Work to complete:
Write out the whole listing exactly; no images belong in it.

Extracted entries:
--
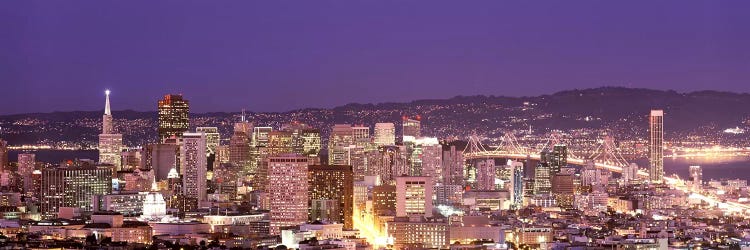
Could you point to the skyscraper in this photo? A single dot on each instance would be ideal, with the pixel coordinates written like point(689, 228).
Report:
point(413, 196)
point(385, 134)
point(73, 186)
point(656, 148)
point(697, 177)
point(193, 165)
point(333, 183)
point(411, 127)
point(287, 191)
point(110, 144)
point(173, 116)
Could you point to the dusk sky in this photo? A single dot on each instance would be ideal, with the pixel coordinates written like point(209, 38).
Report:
point(283, 55)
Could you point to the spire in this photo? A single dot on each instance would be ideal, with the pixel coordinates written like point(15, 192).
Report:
point(107, 111)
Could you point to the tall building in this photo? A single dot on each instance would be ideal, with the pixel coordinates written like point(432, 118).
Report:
point(26, 164)
point(342, 135)
point(3, 155)
point(516, 184)
point(656, 147)
point(542, 178)
point(385, 134)
point(696, 174)
point(413, 196)
point(411, 127)
point(453, 166)
point(558, 158)
point(73, 186)
point(485, 174)
point(361, 135)
point(287, 190)
point(110, 144)
point(193, 165)
point(173, 116)
point(332, 183)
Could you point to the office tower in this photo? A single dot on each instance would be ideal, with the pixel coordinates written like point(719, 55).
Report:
point(413, 196)
point(173, 116)
point(542, 178)
point(3, 155)
point(240, 147)
point(73, 186)
point(342, 135)
point(558, 158)
point(516, 184)
point(629, 173)
point(161, 159)
point(411, 127)
point(656, 147)
point(431, 159)
point(485, 174)
point(212, 138)
point(385, 134)
point(384, 200)
point(696, 174)
point(287, 189)
point(453, 164)
point(332, 183)
point(110, 144)
point(361, 135)
point(193, 165)
point(280, 142)
point(26, 164)
point(563, 188)
point(260, 136)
--
Response box:
Could you point to the skyscraper in this photo? A single dot on each instance would be ideal, with the pixel coordinates written like point(689, 228).
Report:
point(413, 196)
point(385, 134)
point(73, 186)
point(656, 148)
point(697, 177)
point(193, 165)
point(333, 183)
point(411, 127)
point(287, 191)
point(110, 144)
point(173, 116)
Could you point to the dusk sky in this photo? A single dot on each instance would be ideal, with the pixel coordinates written like point(209, 38).
Report:
point(283, 55)
Could you point to the spire in this photo? A single dot on each instance would be ideal, with the pixel coordinates written like point(15, 192).
Report:
point(107, 111)
Could you point to the tall building in this photo? A single dot on each instance would be ideal, with the pixel coordinates written like point(432, 118).
Report:
point(26, 164)
point(342, 135)
point(3, 155)
point(516, 184)
point(656, 147)
point(542, 178)
point(385, 134)
point(696, 174)
point(413, 196)
point(411, 127)
point(453, 166)
point(558, 158)
point(73, 186)
point(485, 174)
point(361, 135)
point(287, 190)
point(110, 144)
point(193, 165)
point(173, 116)
point(332, 183)
Could you point to the office tower in this photo? A single dot on each instance would be ideal, with the pixel coordinates written like point(719, 55).
Report:
point(413, 196)
point(173, 116)
point(542, 178)
point(3, 155)
point(240, 147)
point(73, 186)
point(342, 135)
point(558, 158)
point(516, 184)
point(629, 173)
point(161, 159)
point(411, 127)
point(656, 147)
point(431, 159)
point(485, 174)
point(212, 138)
point(385, 134)
point(384, 200)
point(696, 174)
point(287, 189)
point(453, 164)
point(332, 183)
point(110, 144)
point(361, 135)
point(193, 165)
point(280, 142)
point(26, 164)
point(563, 188)
point(260, 136)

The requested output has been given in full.